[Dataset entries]
-- -- --

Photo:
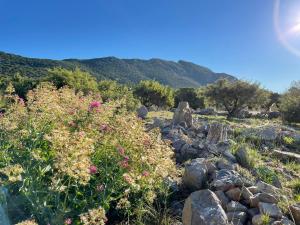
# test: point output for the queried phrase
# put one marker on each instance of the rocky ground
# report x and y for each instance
(232, 172)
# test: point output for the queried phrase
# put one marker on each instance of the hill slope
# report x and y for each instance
(175, 74)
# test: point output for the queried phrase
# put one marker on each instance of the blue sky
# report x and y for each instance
(232, 36)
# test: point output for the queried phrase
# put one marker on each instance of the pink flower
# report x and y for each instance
(95, 104)
(68, 221)
(100, 187)
(121, 150)
(93, 169)
(124, 163)
(145, 173)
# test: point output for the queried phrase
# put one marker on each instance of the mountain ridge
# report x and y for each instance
(175, 74)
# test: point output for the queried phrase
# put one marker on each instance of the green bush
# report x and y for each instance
(190, 95)
(290, 104)
(76, 79)
(153, 93)
(235, 96)
(111, 90)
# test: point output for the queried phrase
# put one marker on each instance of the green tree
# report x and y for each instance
(111, 90)
(190, 95)
(77, 79)
(236, 95)
(153, 93)
(290, 104)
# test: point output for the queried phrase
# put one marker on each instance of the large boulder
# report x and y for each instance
(217, 133)
(203, 208)
(227, 179)
(195, 174)
(183, 114)
(142, 112)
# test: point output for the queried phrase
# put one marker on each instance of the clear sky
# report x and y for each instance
(232, 36)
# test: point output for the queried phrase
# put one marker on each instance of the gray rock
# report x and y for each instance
(236, 206)
(234, 194)
(246, 194)
(217, 132)
(142, 112)
(223, 198)
(267, 188)
(183, 113)
(270, 209)
(195, 174)
(237, 218)
(227, 179)
(203, 208)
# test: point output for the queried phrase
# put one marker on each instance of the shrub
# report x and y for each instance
(153, 93)
(290, 104)
(236, 95)
(76, 79)
(191, 96)
(72, 156)
(111, 90)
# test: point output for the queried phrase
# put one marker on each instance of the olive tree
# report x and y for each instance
(234, 96)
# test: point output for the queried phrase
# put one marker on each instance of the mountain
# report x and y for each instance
(175, 74)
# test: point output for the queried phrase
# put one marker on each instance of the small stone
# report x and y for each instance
(223, 198)
(234, 194)
(235, 206)
(270, 209)
(195, 174)
(246, 194)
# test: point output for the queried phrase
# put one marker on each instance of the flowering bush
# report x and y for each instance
(78, 161)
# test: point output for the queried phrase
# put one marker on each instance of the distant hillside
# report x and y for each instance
(175, 74)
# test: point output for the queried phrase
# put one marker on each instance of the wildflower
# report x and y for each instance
(127, 178)
(145, 173)
(95, 104)
(68, 221)
(100, 187)
(121, 150)
(93, 169)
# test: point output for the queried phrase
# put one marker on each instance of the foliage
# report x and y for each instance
(235, 96)
(153, 93)
(290, 104)
(111, 90)
(77, 160)
(191, 96)
(21, 84)
(76, 79)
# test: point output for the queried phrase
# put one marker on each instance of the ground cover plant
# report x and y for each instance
(77, 161)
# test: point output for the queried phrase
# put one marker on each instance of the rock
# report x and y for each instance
(295, 211)
(183, 113)
(246, 194)
(217, 132)
(203, 208)
(267, 188)
(195, 174)
(227, 179)
(287, 156)
(237, 218)
(234, 194)
(235, 206)
(223, 198)
(224, 164)
(142, 112)
(268, 134)
(252, 212)
(208, 111)
(243, 158)
(270, 209)
(258, 220)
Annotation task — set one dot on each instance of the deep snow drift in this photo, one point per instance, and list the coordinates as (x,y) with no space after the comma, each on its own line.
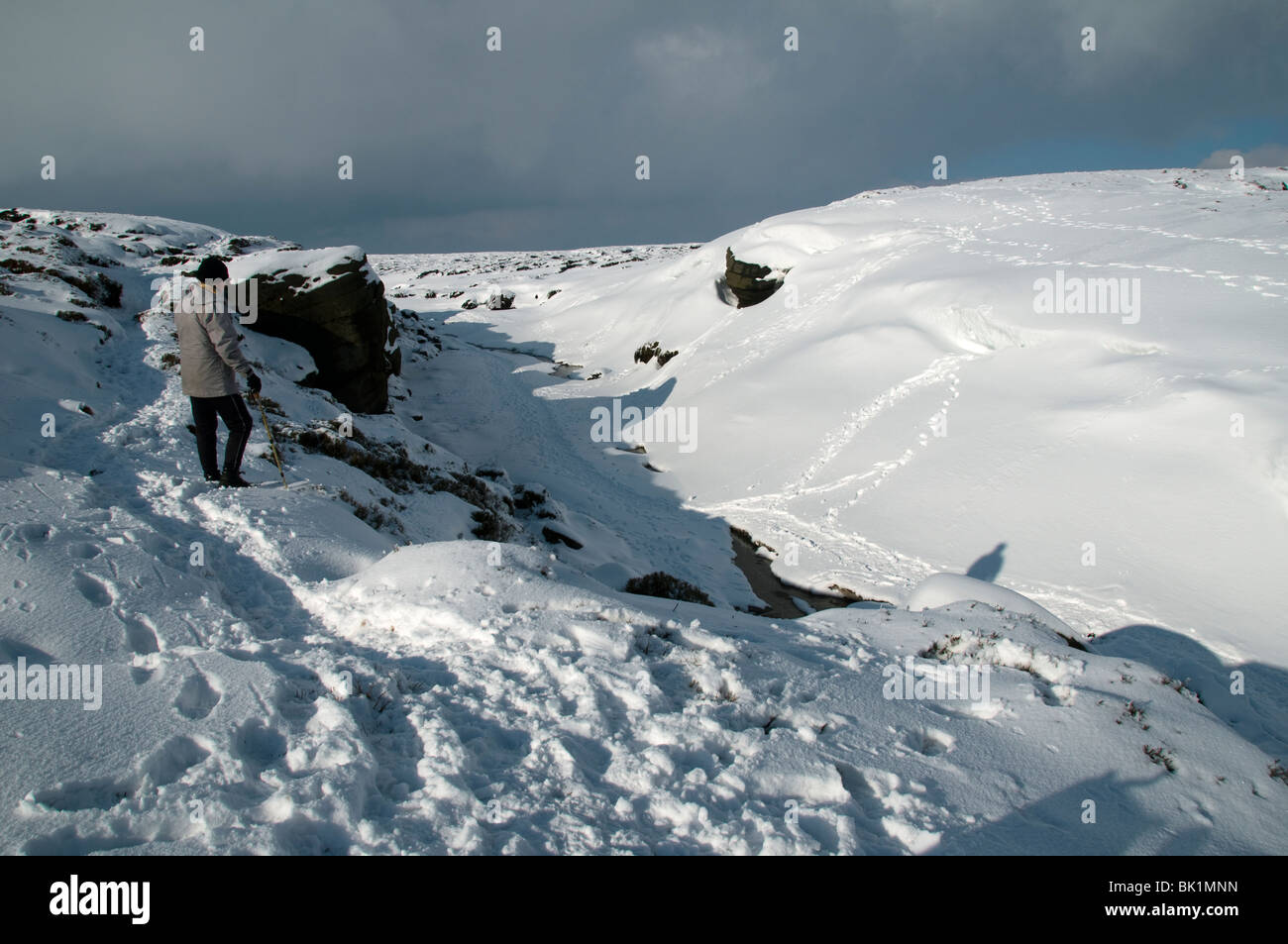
(347,669)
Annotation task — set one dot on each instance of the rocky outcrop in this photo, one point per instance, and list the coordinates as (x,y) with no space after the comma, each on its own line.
(331,304)
(748,281)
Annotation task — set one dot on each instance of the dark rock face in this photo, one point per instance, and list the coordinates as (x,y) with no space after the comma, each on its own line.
(747,281)
(342,320)
(501,301)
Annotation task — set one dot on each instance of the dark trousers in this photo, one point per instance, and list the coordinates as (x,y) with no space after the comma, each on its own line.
(236,417)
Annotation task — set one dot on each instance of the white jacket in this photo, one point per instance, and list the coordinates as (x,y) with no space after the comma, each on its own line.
(209,353)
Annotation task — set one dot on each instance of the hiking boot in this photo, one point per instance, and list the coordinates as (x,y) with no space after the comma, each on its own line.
(233,480)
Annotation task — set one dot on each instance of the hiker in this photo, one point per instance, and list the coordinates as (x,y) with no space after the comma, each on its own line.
(209,357)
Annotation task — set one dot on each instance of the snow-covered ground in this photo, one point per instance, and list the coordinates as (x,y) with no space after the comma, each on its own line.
(279,677)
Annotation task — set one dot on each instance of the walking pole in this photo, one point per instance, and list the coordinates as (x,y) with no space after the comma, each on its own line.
(259,402)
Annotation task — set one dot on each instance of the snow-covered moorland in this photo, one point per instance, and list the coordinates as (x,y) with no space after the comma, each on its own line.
(348,668)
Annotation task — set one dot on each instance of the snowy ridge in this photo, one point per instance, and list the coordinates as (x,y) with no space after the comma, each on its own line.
(316,684)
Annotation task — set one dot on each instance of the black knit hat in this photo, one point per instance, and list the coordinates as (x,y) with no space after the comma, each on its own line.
(211,266)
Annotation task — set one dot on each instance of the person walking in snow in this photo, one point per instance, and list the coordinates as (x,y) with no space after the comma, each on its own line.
(209,360)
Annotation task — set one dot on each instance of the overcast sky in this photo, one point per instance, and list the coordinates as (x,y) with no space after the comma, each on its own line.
(535,146)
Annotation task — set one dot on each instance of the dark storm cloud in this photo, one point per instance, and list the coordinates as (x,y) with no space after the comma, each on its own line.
(535,146)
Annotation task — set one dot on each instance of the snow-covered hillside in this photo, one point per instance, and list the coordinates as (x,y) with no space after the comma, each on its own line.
(902,408)
(347,668)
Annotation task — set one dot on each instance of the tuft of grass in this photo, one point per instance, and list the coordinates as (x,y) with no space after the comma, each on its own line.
(1162,756)
(666,586)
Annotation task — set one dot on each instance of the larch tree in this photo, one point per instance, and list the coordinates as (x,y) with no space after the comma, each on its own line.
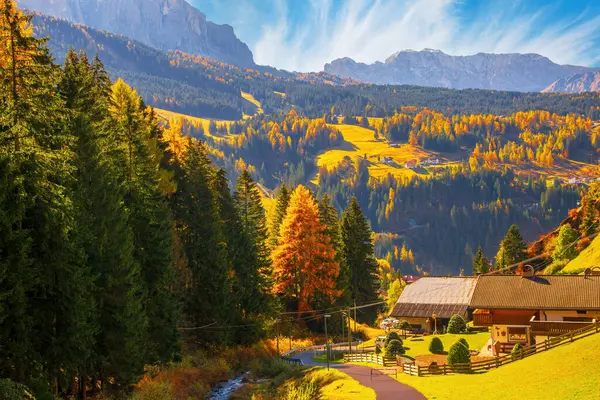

-- -- --

Instruction:
Report every line in the rows above that contains the word "walking", copying each line in full.

Exercise answer:
Annotation task — set one dot on each instance of the walking pole in this photo, one point per instance, and list the coordinates as (x,y) with no space after the comma, each on its own line.
Annotation task — set one dot on each instance of the person walking in snow in this photo, one point per instance, and list the coordinates as (x,y) with no space after the comma, each on its own line.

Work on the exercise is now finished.